Petunjuk A:
Bisakah Anda menyalin persis bagian tulisan tentang rasa bosan anak dalam belajar, mulai dari "Rasa Bosan Anak" sampai "proses pembelajaran disekolah."?
Petunjuk B:
Bisakah Anda mengulang kata demi kata baris-baris dalam daftar, dari baris yang memuat "of the carved" sampai baris terakhir daftar itu?

Pages

Sunday, March 16, 2014

Rasa Bosan Anak Dalam Belajar



    Oleh : Yufrizal
    Mencintai dunia Pendidikan
Dari pengamatan ditemukan  bahwa sebagian anak – anak  merasa bosan dan lelah dalam belajar, baik disekolah maupun  dirumah.  Hal ini tentunya sangat merugikan anak jika rasa bosan dan kejenuhan itu terus berlanjut. Bisa – bisa hal sederhana sekalipun terasa  menjadi beban.
Pada siswa ditingkat SLTA dengan beban belajar yang cukup padat  jika tidak disikapi strategi pembagian waktu yang tepat akan menimbulkan rasa jenuh dan bosan. Kondisi ini    tentunya dipengaruhi oleh banyak faktor, baik faktor internal anak itu sendiri, misalnya kondisi fisik dan mental yang kurang stabil, sedangkan faktor eksternalnya dominan dipengaruhi oleh proses pembelajaran disekolah.
Diantaranya :
1.      Target Keberhasilan adalah Nilai
Sekolah dalam penerapan proses pembelajaran masih kental menargetkan indicator keberhasilan seorang anak adalah dengan perolehan nilai hasil belajar. Anak dipacu untuk memperoleh nilai yang baik. Dalam proses pembelajarannya kadangkala kurang memperhatikan  motivasi dan pendekatan pembelajaran yang menyenangkan. Proses pembelajaran seperti berpacu. Ini akan berdampak pada anak – anak yang sedikit lambat, karena kurang terikuti mereka akan merasa jenuh dan bosan.

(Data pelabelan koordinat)
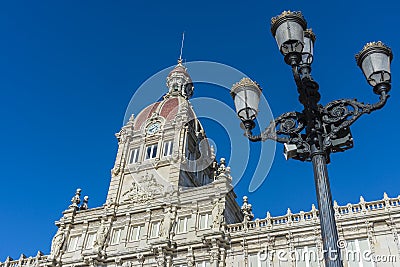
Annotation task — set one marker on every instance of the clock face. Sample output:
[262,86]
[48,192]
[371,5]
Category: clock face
[153,128]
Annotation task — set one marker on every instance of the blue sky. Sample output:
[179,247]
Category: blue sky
[68,70]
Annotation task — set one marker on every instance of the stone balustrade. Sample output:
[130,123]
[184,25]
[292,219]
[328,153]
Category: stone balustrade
[24,261]
[341,212]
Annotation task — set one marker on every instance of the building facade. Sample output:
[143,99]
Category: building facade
[171,203]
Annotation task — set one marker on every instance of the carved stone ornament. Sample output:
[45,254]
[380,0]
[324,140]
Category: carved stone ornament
[57,243]
[167,224]
[101,237]
[218,214]
[136,194]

Jawaban A:
Rasa Bosan Anak Dalam Belajar



    Oleh : Yufrizal
    Mencintai dunia Pendidikan
Dari pengamatan ditemukan  bahwa sebagian anak – anak  merasa bosan dan lelah dalam belajar, baik disekolah maupun  dirumah.  Hal ini tentunya sangat merugikan anak jika rasa bosan dan kejenuhan itu terus berlanjut. Bisa – bisa hal sederhana sekalipun terasa  menjadi beban.
Pada siswa ditingkat SLTA dengan beban belajar yang cukup padat  jika tidak disikapi strategi pembagian waktu yang tepat akan menimbulkan rasa jenuh dan bosan. Kondisi ini    tentunya dipengaruhi oleh banyak faktor, baik faktor internal anak itu sendiri, misalnya kondisi fisik dan mental yang kurang stabil, sedangkan faktor eksternalnya dominan dipengaruhi oleh proses pembelajaran disekolah.

Jawaban B:
Annotation task — set one marker on every instance of the carved stone ornament. Sample output:
[45,254]
[380,0]
[324,140]
Category: carved stone ornament
[57,243]
[167,224]
[101,237]
[218,214]
[136,194]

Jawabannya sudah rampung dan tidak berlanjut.